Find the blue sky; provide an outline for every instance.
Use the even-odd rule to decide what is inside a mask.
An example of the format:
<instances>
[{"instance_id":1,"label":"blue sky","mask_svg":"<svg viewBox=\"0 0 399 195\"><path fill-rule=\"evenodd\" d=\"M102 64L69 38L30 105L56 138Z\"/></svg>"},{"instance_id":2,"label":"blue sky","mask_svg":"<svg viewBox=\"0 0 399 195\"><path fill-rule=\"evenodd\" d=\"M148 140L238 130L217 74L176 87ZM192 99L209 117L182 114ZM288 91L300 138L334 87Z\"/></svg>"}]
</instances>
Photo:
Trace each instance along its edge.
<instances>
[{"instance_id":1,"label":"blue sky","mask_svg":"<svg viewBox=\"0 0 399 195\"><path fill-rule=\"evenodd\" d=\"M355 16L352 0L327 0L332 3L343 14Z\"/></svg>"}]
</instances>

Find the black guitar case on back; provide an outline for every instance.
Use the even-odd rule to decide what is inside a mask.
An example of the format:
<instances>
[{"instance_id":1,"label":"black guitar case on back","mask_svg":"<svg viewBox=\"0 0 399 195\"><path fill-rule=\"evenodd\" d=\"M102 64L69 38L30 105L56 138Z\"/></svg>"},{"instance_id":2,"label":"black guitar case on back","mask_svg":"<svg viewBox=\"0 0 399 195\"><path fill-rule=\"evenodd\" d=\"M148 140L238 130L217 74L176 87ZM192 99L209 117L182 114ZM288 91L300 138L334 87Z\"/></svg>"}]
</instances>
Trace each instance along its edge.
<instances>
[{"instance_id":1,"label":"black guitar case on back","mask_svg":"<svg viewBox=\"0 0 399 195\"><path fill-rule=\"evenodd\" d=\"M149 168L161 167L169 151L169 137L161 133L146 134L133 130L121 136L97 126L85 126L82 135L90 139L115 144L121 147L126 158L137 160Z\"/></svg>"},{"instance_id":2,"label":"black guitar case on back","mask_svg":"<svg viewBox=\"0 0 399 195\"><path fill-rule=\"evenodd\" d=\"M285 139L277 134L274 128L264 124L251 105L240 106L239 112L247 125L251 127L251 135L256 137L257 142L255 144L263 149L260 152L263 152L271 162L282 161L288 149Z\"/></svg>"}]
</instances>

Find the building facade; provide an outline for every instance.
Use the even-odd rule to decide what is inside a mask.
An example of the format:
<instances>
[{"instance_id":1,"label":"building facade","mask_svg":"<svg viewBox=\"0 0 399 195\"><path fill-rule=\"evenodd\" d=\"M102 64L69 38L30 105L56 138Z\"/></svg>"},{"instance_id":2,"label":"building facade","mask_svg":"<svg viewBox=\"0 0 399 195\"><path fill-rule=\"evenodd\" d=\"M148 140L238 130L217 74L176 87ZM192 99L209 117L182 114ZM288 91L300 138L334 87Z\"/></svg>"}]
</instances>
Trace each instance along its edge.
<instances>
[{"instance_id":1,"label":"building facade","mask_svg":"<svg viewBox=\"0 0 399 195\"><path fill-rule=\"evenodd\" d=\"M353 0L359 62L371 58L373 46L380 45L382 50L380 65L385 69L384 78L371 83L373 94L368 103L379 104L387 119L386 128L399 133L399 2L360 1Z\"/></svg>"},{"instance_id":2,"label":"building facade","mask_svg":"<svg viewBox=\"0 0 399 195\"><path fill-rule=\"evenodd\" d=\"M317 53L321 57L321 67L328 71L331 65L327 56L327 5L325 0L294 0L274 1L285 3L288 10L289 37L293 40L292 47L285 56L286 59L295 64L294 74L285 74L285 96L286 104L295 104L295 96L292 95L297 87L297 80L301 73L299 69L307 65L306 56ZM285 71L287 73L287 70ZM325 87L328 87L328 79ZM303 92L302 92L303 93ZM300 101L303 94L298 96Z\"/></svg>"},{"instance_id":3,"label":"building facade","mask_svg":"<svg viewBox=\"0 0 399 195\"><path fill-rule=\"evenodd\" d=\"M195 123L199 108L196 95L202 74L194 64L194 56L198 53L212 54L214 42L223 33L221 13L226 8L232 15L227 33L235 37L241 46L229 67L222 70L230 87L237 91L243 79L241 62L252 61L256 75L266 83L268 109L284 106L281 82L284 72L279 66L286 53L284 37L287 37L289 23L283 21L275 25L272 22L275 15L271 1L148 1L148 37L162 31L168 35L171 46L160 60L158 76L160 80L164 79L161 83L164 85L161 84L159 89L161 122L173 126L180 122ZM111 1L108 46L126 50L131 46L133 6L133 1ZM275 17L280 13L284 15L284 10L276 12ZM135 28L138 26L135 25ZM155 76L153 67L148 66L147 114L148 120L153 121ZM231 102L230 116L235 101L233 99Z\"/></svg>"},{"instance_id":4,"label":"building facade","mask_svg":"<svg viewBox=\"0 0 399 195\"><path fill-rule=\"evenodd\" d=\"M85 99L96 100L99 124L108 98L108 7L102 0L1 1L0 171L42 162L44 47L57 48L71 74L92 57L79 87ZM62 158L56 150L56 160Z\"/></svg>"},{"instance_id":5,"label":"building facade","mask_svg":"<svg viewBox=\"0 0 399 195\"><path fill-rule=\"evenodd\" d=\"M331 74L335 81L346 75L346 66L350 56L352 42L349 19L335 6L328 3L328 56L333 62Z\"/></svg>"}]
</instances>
**********
Problem description:
Pick out every line in the items above that contains the word "provide", and copy each one in full. Match case exactly.

Problem solution:
Find the blue sky; provide an outline for every instance.
Find the black guitar case on back; provide an outline for every instance.
Find the building facade; provide an outline for every instance.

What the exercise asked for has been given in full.